++++ Supplied data

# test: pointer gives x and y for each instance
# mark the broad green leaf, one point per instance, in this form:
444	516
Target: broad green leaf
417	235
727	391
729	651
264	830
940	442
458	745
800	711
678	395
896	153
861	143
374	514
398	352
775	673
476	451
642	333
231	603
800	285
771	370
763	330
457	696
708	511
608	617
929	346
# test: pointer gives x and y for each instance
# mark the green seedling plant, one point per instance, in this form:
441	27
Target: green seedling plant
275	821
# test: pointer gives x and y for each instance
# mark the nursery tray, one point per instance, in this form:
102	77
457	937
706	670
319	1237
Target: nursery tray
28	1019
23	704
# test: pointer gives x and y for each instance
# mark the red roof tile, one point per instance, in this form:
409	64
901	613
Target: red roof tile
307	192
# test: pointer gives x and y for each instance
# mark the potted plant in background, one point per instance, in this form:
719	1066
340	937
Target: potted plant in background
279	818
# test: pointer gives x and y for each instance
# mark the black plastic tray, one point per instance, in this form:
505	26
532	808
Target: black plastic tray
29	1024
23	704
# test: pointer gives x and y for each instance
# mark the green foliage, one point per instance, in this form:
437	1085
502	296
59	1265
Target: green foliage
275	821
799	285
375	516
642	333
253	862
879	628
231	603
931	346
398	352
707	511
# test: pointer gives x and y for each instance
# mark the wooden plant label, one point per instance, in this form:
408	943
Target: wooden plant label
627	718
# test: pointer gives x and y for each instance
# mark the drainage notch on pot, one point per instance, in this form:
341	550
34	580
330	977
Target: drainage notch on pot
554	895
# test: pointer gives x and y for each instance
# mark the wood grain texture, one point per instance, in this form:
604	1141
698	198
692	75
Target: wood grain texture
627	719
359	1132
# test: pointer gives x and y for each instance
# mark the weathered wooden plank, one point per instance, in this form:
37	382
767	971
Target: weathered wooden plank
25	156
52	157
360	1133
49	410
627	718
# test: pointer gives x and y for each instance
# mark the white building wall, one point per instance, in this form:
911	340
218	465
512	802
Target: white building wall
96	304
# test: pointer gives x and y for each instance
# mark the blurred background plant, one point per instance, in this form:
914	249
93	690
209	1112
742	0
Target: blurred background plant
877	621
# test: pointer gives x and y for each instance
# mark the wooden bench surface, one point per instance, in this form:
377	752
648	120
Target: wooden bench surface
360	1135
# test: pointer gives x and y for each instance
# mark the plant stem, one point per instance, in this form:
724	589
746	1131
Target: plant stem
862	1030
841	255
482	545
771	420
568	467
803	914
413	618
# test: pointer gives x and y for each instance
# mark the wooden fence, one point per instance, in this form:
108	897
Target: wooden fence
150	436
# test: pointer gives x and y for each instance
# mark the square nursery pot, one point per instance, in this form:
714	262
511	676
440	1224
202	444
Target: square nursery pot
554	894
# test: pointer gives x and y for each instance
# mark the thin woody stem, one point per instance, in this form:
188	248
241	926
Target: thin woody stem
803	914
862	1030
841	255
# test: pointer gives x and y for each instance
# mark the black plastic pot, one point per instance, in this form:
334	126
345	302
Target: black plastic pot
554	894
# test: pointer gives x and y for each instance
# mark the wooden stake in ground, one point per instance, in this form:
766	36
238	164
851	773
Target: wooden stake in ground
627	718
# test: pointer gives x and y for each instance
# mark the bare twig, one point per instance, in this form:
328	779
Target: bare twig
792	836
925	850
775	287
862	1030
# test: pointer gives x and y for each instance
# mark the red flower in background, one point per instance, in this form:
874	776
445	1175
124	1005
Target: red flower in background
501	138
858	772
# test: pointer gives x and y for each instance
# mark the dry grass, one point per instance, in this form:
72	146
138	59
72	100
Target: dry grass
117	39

++++++++

In the answer, each line of the data must appear exactly as written.

The answer -
# test: pointer gives x and y for each instance
# mark the broad green leaf, one point per instance, in this form:
444	516
Target: broad green leaf
417	235
727	391
729	651
264	830
940	442
458	745
800	711
678	395
896	153
861	143
374	514
398	352
775	673
476	451
642	333
231	603
800	285
771	370
763	330
457	696
708	511
608	617
929	346
# test: pointer gives x and y for each instance
# mark the green seedling plant, one point per instance, in this form:
441	27
Target: green seedling plant
275	821
# test: pointer gives x and y for each instance
# mark the nursery tray, one point per instance, in this form:
102	77
457	937
706	670
319	1237
Target: nursery tray
28	1019
23	704
# test: pointer gives x and y for each instance
# mark the red roof tile, one point per instance, in this form:
409	64
901	613
Target: red roof tile
307	192
# test: pointer gives x and y for each instance
# mark the potted plant in background, one point per instance, in this form:
719	1066
340	937
Target: potted plant in background
279	818
# test: pointer gives x and y for each instance
# mark the black plastic tray, one point per instance, in this form:
505	26
532	808
Target: black plastic tray
29	1024
23	704
# test: pointer gives x and y for each instance
# mark the green foliage, one point per instance, in this form:
437	1085
502	296
59	1265
Target: green foliage
275	821
799	285
375	516
642	333
253	862
879	628
231	603
931	346
398	352
707	511
# test: pointer gives x and y for each instance
# mark the wooden plant label, one point per instance, in this form:
408	943
Target: wooden plant label
627	718
# test: pointer gives x and y for each instance
# mark the drainage notch on pot, one point per instance, in this form:
341	550
34	580
330	977
Target: drainage notch on pot
554	895
# test: pointer gives x and y for each instance
# mark the wood grain texture, one point per instance, in this form:
604	1141
698	198
692	75
Target: wood grain texture
627	719
359	1132
# test: pointer gives x and y for each instance
# mark the weathered wooden plank, one point per instance, in this form:
37	382
767	971
Target: weathered wooden plank
25	156
52	157
360	1133
49	410
627	718
# test: pointer gives x and y for each instance
# mark the white building wall, one point per instance, in this form:
911	340
218	465
512	802
Target: white building wall
96	304
# test: pointer gives x and y for each instance
# mark the blurred background plant, one point per instance, in this form:
914	249
93	690
209	1112
742	0
Target: blurred background plant
877	621
# test: pointer gives x and y for each instance
# mark the wooden bench surface, one point per instance, in this form:
377	752
648	120
Target: wooden bench surface
360	1135
# test: pointer gives x and y for each instance
# mark the plant stem, one point per instance, in this form:
724	589
746	1131
Target: plant stem
862	1030
841	255
482	545
771	420
568	467
803	914
413	618
# test: pointer gives x and y for each instance
# mark the wooden fence, one point per instance, in this form:
108	897
Target: wooden fence
150	436
# test: pointer gives x and y for each instance
# mark the square nursery pot, one point per instance, in this form:
714	262
511	676
440	1224
202	444
Target: square nursery pot
554	894
# test: pointer gives x and y for each instance
# mark the thin woody stem, one point per instance, in this form:
188	248
241	926
Target: thin woody stem
803	914
862	1030
841	255
# test: pointer gives x and y for each instance
# mark the black plastic pot, one point per instance, in this form:
334	126
345	302
Target: black plastic pot
554	894
# test: pointer gives x and y for each instance
# mark the wooden stake in ground, one point per instance, in this form:
766	36
238	164
851	773
Target: wooden stake in ground
627	718
# test: pointer gives x and y for each instance
# mark the bare twig, one point per instance, in this form:
328	779
Target: bare twig
792	836
925	850
775	287
862	1030
# test: pointer gives x and y for each instance
# mark the red flower in background, one point per instance, in this form:
874	776
445	1175
124	1005
Target: red flower in background
501	138
858	772
# test: pointer gives x and y for each instance
# mark the dry grass, one point per instance, in this form:
72	146
138	59
72	100
Target: dry grass
117	39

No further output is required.